### WHAT THE TASK ASKS
Set down, word for word, the stretch of the data below from the line containing "of the wispy" through the line containing "[(243, 118)]", including both of those lines.

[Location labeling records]
=-=-=-=-=

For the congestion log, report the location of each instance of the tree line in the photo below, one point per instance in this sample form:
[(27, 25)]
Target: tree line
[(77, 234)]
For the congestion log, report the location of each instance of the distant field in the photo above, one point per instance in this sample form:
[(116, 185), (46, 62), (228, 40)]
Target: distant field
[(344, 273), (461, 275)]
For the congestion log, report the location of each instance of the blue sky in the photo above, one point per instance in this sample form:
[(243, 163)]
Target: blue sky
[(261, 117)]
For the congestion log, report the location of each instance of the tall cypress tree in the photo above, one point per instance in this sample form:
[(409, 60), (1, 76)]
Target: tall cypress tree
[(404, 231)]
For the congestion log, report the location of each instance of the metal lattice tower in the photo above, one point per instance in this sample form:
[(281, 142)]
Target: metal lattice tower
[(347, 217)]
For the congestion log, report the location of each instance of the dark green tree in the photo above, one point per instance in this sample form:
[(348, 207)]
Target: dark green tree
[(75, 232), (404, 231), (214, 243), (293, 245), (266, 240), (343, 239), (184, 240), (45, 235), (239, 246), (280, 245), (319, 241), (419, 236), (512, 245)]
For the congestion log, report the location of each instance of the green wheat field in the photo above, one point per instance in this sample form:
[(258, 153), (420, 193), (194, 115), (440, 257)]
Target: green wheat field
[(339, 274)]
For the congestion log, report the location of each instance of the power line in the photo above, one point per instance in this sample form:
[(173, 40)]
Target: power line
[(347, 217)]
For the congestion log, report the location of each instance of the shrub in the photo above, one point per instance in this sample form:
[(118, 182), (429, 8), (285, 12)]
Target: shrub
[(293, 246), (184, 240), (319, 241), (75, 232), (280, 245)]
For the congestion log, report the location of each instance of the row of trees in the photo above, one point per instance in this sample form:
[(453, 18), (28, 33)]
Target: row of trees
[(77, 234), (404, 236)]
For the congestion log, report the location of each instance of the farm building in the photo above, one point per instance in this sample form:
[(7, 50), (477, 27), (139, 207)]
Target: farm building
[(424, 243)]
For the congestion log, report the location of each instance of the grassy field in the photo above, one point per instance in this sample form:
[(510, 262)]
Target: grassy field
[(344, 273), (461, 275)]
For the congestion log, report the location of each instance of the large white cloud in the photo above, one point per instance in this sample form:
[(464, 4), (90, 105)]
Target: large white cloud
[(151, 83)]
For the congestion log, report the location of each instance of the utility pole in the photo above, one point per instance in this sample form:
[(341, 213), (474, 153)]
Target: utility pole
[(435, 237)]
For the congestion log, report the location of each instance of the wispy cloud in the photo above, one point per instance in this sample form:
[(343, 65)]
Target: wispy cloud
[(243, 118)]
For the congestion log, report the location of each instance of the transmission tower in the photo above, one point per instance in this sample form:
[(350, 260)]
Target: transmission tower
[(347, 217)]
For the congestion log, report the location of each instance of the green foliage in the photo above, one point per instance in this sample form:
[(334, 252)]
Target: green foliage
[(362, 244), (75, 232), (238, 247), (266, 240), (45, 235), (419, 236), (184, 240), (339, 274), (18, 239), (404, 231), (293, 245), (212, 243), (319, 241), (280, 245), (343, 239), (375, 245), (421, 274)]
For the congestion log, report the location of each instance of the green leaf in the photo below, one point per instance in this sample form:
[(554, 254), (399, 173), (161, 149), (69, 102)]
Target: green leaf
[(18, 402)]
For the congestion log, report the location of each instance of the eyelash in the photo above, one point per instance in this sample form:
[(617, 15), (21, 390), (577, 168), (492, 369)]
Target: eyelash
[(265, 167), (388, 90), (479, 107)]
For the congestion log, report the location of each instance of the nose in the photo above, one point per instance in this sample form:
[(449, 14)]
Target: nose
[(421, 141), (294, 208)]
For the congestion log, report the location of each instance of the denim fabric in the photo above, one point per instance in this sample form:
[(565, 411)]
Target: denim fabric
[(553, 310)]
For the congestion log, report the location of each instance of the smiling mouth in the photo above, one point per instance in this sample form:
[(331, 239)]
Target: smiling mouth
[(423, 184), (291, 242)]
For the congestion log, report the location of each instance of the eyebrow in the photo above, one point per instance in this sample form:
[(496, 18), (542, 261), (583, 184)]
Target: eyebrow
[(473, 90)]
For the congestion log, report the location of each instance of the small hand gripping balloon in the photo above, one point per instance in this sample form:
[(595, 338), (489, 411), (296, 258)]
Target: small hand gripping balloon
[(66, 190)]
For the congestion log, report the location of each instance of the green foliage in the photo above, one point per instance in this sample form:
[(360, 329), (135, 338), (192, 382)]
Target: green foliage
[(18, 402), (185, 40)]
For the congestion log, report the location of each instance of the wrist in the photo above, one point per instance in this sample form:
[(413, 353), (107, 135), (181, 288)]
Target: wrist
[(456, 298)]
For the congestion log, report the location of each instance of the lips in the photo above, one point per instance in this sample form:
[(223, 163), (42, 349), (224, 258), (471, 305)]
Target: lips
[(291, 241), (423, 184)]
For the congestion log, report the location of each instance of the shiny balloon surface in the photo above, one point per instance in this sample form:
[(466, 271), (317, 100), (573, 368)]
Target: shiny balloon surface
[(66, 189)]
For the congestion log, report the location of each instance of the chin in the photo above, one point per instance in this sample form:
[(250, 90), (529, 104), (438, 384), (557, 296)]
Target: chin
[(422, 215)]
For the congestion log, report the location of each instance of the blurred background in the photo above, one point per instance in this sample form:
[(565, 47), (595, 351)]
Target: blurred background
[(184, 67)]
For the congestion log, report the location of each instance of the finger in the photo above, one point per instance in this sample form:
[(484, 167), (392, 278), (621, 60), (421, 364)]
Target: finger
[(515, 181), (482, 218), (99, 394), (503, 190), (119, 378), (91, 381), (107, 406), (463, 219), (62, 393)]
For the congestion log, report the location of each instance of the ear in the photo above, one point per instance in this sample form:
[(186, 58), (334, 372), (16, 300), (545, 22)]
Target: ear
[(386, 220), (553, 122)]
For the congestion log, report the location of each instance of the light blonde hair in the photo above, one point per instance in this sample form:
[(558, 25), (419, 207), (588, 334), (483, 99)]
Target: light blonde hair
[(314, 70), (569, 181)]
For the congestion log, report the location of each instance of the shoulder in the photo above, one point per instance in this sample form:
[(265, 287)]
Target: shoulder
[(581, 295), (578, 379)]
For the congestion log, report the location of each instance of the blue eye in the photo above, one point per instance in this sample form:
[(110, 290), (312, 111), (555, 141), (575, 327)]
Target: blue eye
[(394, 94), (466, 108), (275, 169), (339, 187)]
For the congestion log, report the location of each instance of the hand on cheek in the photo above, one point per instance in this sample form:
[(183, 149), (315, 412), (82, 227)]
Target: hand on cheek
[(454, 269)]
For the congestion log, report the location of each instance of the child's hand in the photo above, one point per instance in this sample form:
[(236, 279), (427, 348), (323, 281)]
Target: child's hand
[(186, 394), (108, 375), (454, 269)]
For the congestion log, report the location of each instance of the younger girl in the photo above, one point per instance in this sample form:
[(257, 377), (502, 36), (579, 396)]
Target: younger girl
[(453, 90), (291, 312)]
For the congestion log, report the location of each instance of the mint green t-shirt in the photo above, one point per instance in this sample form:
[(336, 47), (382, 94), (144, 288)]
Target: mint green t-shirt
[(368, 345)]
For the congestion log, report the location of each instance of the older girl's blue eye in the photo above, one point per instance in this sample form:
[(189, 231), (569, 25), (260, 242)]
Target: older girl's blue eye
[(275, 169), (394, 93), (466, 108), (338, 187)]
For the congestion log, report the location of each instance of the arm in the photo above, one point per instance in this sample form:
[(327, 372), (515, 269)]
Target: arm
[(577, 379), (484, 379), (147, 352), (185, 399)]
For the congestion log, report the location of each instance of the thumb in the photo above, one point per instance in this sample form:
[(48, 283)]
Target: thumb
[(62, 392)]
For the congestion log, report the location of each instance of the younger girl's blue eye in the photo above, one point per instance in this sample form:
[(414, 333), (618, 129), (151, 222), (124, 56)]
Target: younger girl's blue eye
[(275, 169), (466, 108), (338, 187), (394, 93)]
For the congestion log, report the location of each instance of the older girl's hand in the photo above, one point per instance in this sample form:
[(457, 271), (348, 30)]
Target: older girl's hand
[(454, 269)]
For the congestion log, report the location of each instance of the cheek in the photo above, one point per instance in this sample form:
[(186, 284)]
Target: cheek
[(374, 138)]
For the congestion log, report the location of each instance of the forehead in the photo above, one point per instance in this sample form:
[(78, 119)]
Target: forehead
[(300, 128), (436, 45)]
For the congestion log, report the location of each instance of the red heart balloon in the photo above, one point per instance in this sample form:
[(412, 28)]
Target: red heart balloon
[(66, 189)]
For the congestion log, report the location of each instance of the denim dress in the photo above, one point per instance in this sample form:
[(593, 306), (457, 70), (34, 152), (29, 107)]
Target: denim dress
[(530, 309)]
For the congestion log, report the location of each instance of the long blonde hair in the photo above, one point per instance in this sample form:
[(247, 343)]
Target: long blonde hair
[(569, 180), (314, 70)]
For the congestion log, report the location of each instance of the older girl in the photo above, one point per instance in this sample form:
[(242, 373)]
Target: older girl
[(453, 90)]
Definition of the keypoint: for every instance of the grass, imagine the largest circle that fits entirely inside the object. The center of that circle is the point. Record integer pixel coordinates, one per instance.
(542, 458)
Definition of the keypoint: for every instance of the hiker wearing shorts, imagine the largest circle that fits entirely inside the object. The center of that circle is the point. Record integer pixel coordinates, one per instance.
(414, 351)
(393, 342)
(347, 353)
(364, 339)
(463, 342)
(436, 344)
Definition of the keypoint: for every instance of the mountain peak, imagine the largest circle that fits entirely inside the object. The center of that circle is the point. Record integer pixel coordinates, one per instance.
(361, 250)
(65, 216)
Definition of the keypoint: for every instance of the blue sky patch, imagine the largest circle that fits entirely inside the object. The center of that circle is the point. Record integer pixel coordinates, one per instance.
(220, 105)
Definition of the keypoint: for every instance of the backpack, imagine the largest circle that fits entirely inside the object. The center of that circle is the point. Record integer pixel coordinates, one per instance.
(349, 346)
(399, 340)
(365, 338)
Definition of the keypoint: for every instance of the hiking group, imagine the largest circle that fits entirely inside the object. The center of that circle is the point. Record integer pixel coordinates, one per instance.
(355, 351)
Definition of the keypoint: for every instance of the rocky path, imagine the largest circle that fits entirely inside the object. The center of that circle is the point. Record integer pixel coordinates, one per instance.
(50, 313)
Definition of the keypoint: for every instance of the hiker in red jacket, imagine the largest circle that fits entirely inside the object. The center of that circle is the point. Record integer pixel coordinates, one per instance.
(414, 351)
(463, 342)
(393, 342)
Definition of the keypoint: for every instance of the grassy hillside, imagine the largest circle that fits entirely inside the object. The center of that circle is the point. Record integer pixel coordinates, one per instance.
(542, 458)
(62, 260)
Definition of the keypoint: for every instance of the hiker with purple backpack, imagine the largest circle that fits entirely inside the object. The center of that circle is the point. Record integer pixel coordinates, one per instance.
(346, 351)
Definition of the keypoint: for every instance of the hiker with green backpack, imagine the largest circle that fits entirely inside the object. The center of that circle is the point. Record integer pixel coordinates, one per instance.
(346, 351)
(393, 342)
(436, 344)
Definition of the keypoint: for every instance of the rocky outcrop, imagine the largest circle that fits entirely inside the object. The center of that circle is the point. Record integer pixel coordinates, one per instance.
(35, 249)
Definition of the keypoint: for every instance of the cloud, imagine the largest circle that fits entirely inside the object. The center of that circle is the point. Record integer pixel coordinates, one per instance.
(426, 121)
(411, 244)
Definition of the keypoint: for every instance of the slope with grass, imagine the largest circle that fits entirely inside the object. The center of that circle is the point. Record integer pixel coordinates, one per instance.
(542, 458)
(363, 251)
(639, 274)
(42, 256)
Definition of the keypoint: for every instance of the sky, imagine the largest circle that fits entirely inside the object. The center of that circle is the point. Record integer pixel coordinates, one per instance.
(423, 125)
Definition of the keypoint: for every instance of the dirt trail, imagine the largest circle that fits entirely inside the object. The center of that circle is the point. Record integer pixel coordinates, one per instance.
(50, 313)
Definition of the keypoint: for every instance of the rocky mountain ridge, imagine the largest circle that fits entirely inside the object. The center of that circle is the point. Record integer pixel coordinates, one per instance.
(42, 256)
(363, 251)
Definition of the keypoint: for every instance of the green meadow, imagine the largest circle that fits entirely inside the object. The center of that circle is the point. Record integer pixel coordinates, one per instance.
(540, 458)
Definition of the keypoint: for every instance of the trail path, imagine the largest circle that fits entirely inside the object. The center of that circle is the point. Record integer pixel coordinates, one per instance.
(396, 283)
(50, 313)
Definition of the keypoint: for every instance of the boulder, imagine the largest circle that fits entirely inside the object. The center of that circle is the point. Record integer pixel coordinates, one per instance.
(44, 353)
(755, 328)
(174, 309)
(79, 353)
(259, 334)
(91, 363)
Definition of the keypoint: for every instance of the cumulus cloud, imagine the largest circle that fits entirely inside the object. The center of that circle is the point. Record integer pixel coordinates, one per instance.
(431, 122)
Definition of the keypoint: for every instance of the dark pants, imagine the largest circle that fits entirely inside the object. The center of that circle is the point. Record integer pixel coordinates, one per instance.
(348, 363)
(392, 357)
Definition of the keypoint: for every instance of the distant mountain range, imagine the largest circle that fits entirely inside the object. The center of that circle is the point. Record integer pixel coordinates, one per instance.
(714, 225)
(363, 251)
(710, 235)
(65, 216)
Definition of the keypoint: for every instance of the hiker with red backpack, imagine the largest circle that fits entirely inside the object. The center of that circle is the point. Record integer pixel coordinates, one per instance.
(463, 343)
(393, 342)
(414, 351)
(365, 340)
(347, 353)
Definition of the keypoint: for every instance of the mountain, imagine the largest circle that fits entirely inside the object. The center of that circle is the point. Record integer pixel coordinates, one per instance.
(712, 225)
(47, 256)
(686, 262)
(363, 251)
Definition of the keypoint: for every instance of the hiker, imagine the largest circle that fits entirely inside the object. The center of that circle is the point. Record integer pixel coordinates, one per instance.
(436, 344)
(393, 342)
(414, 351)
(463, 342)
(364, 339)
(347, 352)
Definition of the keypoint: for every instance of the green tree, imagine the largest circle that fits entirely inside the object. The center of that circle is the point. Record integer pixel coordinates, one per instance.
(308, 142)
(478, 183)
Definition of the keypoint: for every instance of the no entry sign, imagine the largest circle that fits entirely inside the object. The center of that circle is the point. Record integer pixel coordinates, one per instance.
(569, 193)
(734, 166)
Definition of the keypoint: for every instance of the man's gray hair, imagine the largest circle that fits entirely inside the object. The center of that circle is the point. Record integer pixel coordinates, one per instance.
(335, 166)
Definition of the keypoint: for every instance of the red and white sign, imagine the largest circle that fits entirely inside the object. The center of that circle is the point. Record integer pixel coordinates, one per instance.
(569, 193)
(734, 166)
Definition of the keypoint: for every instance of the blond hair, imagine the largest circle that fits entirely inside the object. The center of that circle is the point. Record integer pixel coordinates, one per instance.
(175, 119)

=-=-=-=-=

### TASK RESULT
For the congestion log, report the location of each instance of the wispy cloud in the photo above, one point per instance in this sample form:
[(343, 65)]
Target: wispy cloud
[(243, 118)]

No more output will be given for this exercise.